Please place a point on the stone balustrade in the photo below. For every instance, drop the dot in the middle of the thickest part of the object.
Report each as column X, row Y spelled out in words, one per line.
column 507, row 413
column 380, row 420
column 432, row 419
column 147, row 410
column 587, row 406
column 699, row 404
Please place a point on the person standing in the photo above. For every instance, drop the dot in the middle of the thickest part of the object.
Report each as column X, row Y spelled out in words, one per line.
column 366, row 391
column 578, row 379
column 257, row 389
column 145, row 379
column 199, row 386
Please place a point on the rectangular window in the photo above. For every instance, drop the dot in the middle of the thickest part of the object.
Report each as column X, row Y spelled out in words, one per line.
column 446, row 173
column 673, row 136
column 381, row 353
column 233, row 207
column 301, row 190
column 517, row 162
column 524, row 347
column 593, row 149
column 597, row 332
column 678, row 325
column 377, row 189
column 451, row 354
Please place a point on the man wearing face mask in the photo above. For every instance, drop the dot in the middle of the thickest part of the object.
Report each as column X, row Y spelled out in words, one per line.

--- --- ---

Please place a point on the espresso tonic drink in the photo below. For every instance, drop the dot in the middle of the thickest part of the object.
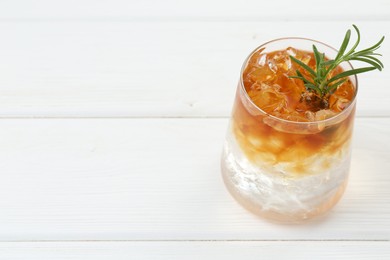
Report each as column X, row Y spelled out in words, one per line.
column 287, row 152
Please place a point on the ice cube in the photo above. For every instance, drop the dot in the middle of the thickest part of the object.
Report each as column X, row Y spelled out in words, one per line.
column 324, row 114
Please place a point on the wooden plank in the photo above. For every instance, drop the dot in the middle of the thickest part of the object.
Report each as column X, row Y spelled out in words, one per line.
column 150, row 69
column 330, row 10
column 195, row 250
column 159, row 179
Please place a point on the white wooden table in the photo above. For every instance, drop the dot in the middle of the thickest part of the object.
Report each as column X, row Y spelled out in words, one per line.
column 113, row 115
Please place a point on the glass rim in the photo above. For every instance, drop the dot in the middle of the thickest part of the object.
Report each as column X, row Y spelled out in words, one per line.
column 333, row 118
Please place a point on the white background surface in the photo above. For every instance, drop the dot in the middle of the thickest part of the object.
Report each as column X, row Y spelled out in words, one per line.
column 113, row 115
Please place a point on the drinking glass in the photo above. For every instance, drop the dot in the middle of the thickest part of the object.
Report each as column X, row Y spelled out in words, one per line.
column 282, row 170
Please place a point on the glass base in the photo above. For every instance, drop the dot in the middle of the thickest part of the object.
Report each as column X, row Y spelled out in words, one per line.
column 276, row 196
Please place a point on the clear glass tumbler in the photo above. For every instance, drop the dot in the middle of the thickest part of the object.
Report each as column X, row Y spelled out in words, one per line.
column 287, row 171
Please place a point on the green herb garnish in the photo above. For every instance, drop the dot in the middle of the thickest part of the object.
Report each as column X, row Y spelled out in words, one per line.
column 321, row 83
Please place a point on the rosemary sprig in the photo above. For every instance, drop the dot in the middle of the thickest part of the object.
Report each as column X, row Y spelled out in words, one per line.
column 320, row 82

--- --- ---

§ EXERCISE BRIEF:
Would you copy each line of the records that contains "white"?

§ WRITTEN SOLUTION:
Please place a point on the white wooden table in the photo above. For every instance, drop the dot in the middle of the thickest part of the object.
Please place a point on the white background surface in the photo above. For every instance, drop the dot in the middle of the thickest part of the object.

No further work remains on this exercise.